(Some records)

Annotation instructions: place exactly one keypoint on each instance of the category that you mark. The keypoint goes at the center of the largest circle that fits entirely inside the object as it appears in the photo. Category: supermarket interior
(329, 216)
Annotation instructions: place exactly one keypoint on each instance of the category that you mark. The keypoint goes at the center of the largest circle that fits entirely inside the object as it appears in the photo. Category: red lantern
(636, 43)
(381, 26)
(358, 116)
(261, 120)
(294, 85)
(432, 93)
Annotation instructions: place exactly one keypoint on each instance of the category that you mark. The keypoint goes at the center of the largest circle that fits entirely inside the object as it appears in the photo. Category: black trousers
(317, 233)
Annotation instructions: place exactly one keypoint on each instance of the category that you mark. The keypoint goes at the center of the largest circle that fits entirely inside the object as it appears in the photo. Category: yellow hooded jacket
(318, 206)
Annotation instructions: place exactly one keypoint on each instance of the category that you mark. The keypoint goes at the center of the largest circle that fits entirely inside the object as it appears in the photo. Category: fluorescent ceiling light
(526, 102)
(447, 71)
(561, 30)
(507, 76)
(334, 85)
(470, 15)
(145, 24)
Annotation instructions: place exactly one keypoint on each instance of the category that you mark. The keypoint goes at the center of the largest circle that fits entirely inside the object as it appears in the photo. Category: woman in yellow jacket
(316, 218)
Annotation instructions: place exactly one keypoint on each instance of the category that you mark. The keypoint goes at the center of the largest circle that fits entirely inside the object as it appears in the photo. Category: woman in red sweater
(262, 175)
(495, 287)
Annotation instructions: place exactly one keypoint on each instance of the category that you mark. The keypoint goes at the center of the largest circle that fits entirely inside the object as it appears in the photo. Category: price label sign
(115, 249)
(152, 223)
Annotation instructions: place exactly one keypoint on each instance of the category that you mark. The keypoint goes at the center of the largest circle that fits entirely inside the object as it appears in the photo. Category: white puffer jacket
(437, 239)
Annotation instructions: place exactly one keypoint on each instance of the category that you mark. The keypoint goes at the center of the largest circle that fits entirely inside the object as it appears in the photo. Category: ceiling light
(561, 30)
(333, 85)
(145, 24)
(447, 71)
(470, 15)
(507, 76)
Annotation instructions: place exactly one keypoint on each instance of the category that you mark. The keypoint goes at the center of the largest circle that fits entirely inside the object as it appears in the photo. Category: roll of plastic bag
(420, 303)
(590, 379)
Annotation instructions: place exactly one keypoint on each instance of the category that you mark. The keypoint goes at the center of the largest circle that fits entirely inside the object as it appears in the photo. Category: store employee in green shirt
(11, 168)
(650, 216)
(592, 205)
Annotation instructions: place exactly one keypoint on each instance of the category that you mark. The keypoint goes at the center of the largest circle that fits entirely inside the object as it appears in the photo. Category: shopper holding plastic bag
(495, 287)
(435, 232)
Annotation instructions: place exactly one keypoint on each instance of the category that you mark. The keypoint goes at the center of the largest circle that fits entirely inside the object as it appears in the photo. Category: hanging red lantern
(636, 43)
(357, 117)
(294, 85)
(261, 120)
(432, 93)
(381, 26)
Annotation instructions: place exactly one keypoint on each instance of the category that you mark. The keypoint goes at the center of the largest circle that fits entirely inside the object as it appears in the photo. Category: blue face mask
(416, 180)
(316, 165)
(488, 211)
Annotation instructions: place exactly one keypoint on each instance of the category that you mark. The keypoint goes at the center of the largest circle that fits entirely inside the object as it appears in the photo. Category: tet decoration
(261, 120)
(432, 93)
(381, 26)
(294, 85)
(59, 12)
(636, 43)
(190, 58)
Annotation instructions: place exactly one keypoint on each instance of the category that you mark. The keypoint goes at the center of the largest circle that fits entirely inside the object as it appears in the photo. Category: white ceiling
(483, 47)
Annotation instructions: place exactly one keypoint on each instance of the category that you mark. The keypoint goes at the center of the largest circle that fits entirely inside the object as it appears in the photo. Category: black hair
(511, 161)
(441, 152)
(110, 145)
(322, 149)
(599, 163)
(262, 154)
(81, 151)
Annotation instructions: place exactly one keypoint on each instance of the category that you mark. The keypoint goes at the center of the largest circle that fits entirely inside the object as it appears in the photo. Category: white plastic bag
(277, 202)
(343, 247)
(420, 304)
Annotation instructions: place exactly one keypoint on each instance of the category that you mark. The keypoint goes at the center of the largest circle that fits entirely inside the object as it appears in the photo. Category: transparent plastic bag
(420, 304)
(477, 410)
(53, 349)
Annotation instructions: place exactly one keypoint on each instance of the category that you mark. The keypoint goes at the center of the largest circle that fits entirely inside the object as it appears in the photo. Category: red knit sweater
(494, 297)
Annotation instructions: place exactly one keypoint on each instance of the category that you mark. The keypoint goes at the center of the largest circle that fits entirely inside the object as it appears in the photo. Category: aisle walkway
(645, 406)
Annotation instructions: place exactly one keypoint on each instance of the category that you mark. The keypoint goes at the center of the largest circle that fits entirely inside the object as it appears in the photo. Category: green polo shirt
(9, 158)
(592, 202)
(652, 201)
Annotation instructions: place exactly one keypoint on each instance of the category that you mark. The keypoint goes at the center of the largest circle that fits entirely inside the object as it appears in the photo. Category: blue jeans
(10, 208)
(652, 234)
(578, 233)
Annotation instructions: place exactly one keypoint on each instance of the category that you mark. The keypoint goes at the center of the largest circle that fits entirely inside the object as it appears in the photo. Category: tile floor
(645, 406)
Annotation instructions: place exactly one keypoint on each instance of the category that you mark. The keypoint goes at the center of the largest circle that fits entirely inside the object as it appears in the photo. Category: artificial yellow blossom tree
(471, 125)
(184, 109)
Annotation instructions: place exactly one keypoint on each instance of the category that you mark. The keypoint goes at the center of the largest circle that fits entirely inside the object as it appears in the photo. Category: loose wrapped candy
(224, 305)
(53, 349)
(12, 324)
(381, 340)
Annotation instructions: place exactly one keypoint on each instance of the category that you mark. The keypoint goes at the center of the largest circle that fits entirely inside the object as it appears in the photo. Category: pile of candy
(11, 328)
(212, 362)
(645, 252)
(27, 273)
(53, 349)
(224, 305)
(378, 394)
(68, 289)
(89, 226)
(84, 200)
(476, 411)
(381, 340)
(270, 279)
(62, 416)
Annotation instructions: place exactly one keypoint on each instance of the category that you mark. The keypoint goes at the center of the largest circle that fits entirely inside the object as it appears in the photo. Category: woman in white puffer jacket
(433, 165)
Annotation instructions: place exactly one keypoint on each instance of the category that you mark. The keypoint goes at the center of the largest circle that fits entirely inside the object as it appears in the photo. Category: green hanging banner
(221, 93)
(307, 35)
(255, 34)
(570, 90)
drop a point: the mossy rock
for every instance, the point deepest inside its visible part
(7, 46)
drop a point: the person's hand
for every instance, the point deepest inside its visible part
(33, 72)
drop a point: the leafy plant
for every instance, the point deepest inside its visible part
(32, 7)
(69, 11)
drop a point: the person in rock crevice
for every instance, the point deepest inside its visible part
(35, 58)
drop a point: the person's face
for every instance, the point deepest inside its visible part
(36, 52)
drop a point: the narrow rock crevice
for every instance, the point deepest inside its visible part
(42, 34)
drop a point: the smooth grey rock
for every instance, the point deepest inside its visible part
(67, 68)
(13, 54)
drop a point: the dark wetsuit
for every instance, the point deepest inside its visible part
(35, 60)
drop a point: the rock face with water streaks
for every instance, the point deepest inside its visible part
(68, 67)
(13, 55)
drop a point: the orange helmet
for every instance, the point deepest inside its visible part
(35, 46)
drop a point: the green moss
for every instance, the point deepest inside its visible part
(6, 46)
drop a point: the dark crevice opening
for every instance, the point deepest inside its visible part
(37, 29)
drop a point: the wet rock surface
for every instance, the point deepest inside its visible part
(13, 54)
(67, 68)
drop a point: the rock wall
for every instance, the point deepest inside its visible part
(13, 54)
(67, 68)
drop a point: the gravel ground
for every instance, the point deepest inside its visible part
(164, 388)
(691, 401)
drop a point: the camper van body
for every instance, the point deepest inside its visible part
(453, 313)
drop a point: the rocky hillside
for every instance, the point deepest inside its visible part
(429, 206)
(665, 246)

• EXERCISE REQUIREMENTS
Take the lines above from the one holding "green hanging banner" to the last and output them exactly.

• ANSWER FOR THE TASK
Annotation instructions: place exactly one keypoint on each instance of the category that you mark. The keypoint goes at the center of the largest circle that fits entirely inside the object as it appears in the photo. Category: green hanging banner
(221, 93)
(307, 35)
(255, 34)
(570, 90)
drop a point: the mossy rock
for every instance, the point deepest inside its visible part
(7, 46)
drop a point: the person's hand
for every instance, the point deepest inside its visible part
(33, 72)
drop a point: the leafy plant
for every instance, the point deepest inside its visible part
(32, 7)
(69, 11)
drop a point: the person in rock crevice
for every instance, the point deepest inside its visible part
(35, 58)
drop a point: the person's face
for every instance, the point deepest inside its visible part
(36, 52)
drop a point: the narrow rock crevice
for every instance, the point deepest inside its visible part
(42, 34)
drop a point: the smooth grey rock
for every instance, the point deepest inside its visible part
(67, 68)
(13, 54)
drop a point: the dark wetsuit
for every instance, the point deepest inside its visible part
(35, 60)
drop a point: the rock face with water streaks
for every instance, the point deepest inside its visible part
(68, 67)
(13, 55)
drop a point: the orange helmet
for every instance, the point deepest inside its visible part
(35, 46)
drop a point: the green moss
for every instance, the point deepest inside its visible part
(6, 46)
drop a point: the dark crevice opening
for every instance, the point deepest inside its visible part
(37, 29)
drop a point: the wet rock surface
for every instance, the point deepest inside its visible part
(13, 54)
(67, 68)
drop a point: the rock wall
for every instance, the point deepest inside its visible part
(13, 54)
(67, 68)
drop a point: the gravel ground
for every instance, the point deepest inside its visible part
(164, 388)
(691, 401)
drop a point: the camper van body
for every instance, the point deepest inside its visible part
(453, 313)
drop a point: the rocky hillside
for every instance, the point deepest inside its visible part
(429, 206)
(665, 246)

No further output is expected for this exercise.